» Things to do
[1] Answer these questions using the passage on Phipps's marriages.
(a) On what date did Phipps marry Ruth Pruyn?
(b) Whom did Ruth Phipps marry in 1936?
(c) How many times did Lillian win the American Grand National?
[2] Duplicate the stretch of the passage on Phipps's marriages from "- Robert Lansing" through "Mills Phipps (1940–2016)".

» Given passage
Start of Block

On June 14, 1930, Phipps married Ruth Pruyn (1907–1994) of Glen Cove, New York. Before divorcing in 1935, they had two children:

- Henry Ogden Phipps (1931–1962), who died by suicide.
- Robert Lansing Phipps (April 8, 1933 — May 26, 2026)

After the divorce, Ruth Phipps remarried in 1936 to Marshall Field III. Ogden Phipps remarried on November 4, 1937, to divorcee Lillian Stokes Bostwick McKim (1906–1987), the sister of Hall of Fame steeplechase jockey George Herbert Bostwick. Lillian would become a major figure in American steeplechase racing who owned two U.S. Racing Hall of Fame horses and won the American Grand National eight times. She was also the mother of three daughters from her first marriage to Robert McKim, and together, Ogden and Lillian had two more children:

- Ogden Mills Phipps (1940–2016)

End of Block

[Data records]

Start of Block

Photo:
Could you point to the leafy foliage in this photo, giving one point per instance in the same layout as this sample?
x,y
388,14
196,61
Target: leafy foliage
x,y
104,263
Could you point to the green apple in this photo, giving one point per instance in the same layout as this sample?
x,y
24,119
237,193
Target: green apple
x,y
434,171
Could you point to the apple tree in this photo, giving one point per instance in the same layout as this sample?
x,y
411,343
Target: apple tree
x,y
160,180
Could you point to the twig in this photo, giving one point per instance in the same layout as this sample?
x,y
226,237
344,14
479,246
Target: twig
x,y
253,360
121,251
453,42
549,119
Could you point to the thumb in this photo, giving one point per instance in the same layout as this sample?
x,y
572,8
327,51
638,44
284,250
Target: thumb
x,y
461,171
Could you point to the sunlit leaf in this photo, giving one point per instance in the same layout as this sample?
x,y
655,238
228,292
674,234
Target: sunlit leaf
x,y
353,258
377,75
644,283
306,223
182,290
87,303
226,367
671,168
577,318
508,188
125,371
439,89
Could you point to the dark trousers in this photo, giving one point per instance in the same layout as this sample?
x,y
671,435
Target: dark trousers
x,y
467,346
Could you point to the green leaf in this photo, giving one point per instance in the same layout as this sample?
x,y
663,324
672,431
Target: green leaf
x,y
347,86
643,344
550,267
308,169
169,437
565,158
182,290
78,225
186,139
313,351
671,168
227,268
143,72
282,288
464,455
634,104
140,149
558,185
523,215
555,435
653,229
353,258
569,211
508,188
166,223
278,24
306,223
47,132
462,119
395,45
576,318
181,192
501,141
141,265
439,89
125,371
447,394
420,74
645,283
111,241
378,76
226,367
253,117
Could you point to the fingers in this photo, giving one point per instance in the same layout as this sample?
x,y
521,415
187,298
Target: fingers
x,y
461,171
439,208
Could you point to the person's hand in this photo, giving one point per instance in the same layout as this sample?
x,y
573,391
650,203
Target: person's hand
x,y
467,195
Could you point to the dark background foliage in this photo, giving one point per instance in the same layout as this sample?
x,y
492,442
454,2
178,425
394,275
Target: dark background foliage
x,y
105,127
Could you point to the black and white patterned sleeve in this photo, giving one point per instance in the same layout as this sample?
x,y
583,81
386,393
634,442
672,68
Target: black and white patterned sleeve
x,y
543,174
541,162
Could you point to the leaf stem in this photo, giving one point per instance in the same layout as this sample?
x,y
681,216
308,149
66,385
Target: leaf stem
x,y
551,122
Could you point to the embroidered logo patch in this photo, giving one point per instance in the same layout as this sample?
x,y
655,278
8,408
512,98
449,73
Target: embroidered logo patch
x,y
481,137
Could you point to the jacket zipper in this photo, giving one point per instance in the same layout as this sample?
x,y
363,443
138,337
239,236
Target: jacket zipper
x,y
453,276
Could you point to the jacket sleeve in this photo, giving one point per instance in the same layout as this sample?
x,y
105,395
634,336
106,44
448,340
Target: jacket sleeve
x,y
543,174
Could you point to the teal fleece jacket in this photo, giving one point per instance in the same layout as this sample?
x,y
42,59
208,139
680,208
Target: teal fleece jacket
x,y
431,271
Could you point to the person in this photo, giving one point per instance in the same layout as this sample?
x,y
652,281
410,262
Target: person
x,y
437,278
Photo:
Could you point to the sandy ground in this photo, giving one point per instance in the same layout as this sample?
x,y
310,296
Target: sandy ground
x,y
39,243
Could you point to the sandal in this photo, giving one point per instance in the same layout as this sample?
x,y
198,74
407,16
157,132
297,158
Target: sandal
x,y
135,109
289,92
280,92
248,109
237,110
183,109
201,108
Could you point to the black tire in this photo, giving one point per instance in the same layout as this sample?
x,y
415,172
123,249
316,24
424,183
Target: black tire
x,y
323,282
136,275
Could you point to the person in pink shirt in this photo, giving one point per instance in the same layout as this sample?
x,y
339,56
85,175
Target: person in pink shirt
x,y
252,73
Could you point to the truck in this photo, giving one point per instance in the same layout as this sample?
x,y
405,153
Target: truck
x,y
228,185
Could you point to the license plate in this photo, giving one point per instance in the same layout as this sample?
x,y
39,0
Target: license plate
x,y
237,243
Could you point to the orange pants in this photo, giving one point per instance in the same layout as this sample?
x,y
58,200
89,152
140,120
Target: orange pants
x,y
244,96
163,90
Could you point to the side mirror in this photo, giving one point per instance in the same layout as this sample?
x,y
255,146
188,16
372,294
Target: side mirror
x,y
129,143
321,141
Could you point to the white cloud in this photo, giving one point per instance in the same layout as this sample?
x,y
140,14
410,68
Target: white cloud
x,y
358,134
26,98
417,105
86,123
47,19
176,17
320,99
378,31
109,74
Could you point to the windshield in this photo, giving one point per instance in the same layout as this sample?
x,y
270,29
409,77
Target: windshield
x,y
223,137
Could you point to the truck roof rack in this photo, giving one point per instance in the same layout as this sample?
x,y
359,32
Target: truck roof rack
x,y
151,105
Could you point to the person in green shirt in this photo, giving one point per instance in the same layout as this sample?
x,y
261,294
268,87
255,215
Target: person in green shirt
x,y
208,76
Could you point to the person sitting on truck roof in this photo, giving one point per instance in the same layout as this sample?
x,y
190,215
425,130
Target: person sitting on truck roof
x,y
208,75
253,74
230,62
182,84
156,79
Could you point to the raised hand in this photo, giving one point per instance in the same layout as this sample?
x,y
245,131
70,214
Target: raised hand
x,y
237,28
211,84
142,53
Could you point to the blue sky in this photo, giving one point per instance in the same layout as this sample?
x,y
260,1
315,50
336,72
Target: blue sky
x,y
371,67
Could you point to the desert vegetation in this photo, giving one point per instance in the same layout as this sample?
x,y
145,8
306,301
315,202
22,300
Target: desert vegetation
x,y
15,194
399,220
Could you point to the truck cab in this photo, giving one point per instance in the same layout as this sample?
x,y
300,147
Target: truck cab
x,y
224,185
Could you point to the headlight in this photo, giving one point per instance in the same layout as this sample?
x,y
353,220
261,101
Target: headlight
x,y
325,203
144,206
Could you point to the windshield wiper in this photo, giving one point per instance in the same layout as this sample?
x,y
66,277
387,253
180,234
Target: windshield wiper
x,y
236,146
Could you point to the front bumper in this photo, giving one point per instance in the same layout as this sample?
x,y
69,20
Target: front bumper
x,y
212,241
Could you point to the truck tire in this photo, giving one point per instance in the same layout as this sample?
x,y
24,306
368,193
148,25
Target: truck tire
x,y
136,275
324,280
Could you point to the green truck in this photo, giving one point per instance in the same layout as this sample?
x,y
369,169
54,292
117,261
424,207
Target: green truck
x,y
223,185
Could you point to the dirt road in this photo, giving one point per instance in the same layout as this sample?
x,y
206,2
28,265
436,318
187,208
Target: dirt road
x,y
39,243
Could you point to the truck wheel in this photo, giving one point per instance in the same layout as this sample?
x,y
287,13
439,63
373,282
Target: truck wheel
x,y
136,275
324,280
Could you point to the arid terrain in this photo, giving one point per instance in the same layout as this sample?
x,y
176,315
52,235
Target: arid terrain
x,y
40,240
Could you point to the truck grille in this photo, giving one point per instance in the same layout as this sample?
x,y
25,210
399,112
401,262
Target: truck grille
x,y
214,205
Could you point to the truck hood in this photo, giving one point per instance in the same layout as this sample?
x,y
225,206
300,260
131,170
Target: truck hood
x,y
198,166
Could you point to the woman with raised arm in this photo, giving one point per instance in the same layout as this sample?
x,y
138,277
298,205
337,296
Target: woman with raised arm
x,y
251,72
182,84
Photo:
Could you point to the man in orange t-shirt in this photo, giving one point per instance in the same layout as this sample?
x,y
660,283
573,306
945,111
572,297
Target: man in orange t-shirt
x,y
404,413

End of Block
Start of Block

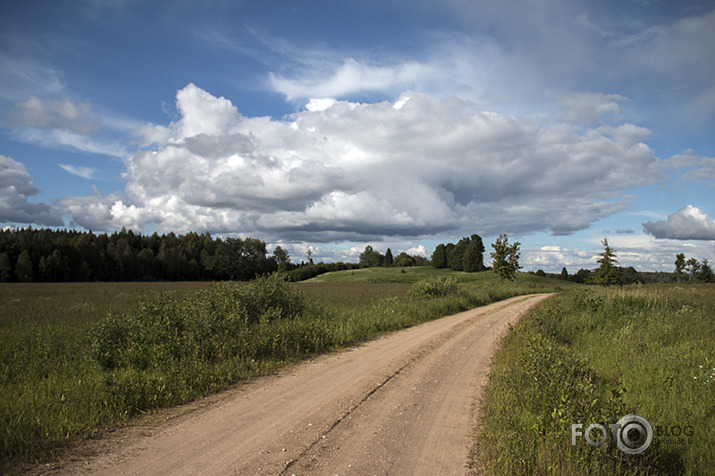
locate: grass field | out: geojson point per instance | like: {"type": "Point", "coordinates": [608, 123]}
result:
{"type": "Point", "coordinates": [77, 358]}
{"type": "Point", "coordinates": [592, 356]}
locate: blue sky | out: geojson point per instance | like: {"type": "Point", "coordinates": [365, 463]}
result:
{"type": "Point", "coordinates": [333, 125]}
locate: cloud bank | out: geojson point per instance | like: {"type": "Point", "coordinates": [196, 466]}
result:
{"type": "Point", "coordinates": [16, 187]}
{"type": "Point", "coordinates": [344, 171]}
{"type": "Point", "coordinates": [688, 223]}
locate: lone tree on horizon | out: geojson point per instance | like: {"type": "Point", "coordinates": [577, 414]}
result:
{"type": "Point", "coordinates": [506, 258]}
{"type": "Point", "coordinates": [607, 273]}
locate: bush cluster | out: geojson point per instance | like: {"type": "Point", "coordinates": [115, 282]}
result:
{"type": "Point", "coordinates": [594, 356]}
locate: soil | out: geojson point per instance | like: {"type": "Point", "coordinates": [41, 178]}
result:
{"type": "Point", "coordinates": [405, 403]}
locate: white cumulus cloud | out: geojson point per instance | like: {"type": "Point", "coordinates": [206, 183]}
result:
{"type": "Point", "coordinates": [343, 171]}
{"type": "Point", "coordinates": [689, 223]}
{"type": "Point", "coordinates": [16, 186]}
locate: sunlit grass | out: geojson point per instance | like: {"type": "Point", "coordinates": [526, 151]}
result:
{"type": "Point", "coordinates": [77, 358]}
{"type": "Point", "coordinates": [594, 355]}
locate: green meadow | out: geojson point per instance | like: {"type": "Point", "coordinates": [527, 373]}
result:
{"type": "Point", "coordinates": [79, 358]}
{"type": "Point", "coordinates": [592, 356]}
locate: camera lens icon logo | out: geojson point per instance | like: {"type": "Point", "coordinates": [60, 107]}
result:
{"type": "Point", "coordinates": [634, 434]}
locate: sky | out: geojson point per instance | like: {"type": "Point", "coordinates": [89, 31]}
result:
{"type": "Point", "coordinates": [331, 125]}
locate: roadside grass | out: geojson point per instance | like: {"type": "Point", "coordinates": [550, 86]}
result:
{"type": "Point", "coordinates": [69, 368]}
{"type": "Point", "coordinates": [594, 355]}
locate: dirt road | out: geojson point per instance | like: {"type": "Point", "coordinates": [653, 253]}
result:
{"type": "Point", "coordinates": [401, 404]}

End of Block

» Numbered responses
[1]
(a) June 14, 1930
(b) Marshall Field III
(c) Eight times

[2]
- Robert Lansing Phipps (April 8, 1933 — May 26, 2026)

After the divorce, Ruth Phipps remarried in 1936 to Marshall Field III. Ogden Phipps remarried on November 4, 1937, to divorcee Lillian Stokes Bostwick McKim (1906–1987), the sister of Hall of Fame steeplechase jockey George Herbert Bostwick. Lillian would become a major figure in American steeplechase racing who owned two U.S. Racing Hall of Fame horses and won the American Grand National eight times. She was also the mother of three daughters from her first marriage to Robert McKim, and together, Ogden and Lillian had two more children:

- Ogden Mills Phipps (1940–2016)